Point localization data:
══════════════════════════════
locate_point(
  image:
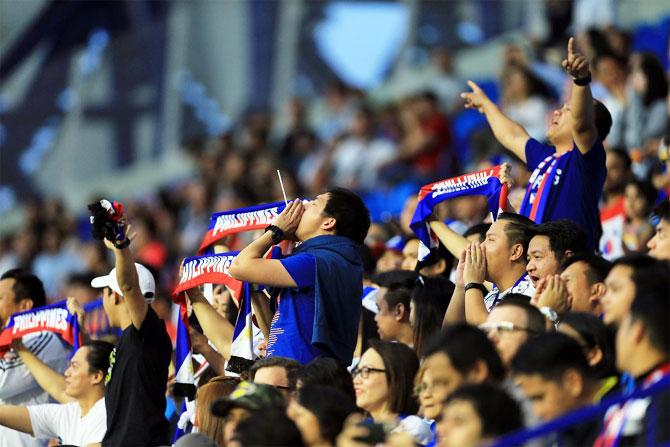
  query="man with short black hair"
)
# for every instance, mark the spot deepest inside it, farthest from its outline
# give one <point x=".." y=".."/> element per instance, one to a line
<point x="500" y="259"/>
<point x="393" y="317"/>
<point x="321" y="282"/>
<point x="551" y="244"/>
<point x="511" y="323"/>
<point x="136" y="382"/>
<point x="21" y="291"/>
<point x="659" y="245"/>
<point x="631" y="275"/>
<point x="276" y="372"/>
<point x="584" y="276"/>
<point x="556" y="378"/>
<point x="643" y="351"/>
<point x="569" y="175"/>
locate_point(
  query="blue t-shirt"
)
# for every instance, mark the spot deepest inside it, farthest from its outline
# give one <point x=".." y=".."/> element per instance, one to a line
<point x="576" y="188"/>
<point x="293" y="323"/>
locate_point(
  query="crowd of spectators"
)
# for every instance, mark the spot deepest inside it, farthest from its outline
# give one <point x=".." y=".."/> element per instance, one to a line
<point x="507" y="324"/>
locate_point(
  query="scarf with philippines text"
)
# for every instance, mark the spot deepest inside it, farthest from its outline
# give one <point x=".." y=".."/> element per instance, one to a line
<point x="51" y="318"/>
<point x="238" y="220"/>
<point x="485" y="182"/>
<point x="546" y="176"/>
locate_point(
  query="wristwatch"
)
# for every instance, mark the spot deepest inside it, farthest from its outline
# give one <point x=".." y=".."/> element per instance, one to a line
<point x="277" y="233"/>
<point x="476" y="285"/>
<point x="550" y="314"/>
<point x="586" y="80"/>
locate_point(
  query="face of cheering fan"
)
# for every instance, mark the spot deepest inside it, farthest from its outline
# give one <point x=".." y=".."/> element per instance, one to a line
<point x="78" y="377"/>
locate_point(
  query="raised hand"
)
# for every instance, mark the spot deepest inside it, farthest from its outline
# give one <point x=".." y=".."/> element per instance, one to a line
<point x="554" y="295"/>
<point x="289" y="219"/>
<point x="475" y="264"/>
<point x="576" y="64"/>
<point x="475" y="99"/>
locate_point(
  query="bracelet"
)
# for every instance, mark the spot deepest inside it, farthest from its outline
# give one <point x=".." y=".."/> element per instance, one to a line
<point x="476" y="285"/>
<point x="550" y="314"/>
<point x="277" y="233"/>
<point x="122" y="244"/>
<point x="583" y="81"/>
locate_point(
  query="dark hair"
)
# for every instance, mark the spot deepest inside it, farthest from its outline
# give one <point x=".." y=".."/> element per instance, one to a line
<point x="401" y="365"/>
<point x="594" y="333"/>
<point x="662" y="210"/>
<point x="652" y="307"/>
<point x="330" y="406"/>
<point x="550" y="356"/>
<point x="498" y="412"/>
<point x="657" y="83"/>
<point x="351" y="215"/>
<point x="598" y="267"/>
<point x="466" y="345"/>
<point x="398" y="295"/>
<point x="647" y="190"/>
<point x="431" y="298"/>
<point x="26" y="286"/>
<point x="289" y="365"/>
<point x="518" y="230"/>
<point x="480" y="229"/>
<point x="268" y="429"/>
<point x="536" y="321"/>
<point x="622" y="153"/>
<point x="650" y="275"/>
<point x="602" y="119"/>
<point x="324" y="371"/>
<point x="564" y="235"/>
<point x="98" y="356"/>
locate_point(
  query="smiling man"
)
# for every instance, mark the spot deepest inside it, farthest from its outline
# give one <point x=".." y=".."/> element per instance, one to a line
<point x="321" y="282"/>
<point x="552" y="243"/>
<point x="568" y="175"/>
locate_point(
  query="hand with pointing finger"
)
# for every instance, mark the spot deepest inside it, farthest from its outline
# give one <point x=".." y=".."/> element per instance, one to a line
<point x="476" y="99"/>
<point x="576" y="64"/>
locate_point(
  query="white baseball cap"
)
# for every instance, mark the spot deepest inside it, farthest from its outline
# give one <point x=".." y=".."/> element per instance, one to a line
<point x="146" y="280"/>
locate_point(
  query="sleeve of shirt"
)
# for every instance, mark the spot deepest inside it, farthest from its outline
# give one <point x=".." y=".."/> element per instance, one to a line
<point x="536" y="152"/>
<point x="16" y="379"/>
<point x="302" y="268"/>
<point x="46" y="419"/>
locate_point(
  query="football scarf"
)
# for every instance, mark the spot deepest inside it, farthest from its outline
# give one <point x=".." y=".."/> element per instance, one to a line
<point x="225" y="223"/>
<point x="485" y="182"/>
<point x="52" y="318"/>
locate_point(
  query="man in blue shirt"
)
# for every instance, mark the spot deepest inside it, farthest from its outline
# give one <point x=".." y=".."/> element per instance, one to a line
<point x="321" y="282"/>
<point x="568" y="175"/>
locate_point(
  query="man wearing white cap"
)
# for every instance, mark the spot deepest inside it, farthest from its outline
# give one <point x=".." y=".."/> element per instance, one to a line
<point x="137" y="378"/>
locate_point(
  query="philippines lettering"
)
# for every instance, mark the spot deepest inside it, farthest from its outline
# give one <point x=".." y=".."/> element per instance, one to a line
<point x="227" y="222"/>
<point x="462" y="183"/>
<point x="208" y="264"/>
<point x="56" y="319"/>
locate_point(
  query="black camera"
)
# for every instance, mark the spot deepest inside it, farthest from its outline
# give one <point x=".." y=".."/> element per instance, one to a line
<point x="106" y="220"/>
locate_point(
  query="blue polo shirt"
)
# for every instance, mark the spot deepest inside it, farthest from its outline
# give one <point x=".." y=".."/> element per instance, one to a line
<point x="576" y="189"/>
<point x="293" y="323"/>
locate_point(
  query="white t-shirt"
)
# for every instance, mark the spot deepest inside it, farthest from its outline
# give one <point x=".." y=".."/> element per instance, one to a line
<point x="64" y="421"/>
<point x="18" y="387"/>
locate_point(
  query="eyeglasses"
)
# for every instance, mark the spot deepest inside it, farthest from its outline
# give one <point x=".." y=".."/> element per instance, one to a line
<point x="502" y="327"/>
<point x="423" y="386"/>
<point x="365" y="372"/>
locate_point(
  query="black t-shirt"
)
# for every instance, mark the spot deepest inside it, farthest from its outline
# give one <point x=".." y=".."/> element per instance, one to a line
<point x="135" y="386"/>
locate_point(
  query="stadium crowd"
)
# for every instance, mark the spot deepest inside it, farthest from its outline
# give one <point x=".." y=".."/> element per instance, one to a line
<point x="365" y="332"/>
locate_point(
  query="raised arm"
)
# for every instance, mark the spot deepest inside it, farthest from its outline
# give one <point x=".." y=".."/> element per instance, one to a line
<point x="126" y="275"/>
<point x="250" y="264"/>
<point x="509" y="133"/>
<point x="584" y="131"/>
<point x="216" y="328"/>
<point x="16" y="418"/>
<point x="51" y="381"/>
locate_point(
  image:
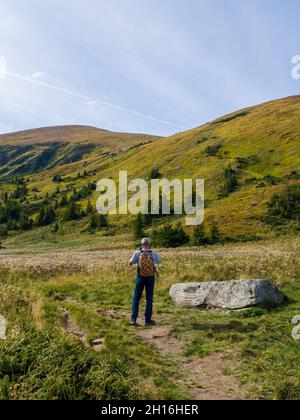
══════════════════════════════
> _About this exercise_
Which lines of the entries above contain the word "hair"? Copy each of them.

> _Output_
  query="man with short black hair"
  query="dark hair"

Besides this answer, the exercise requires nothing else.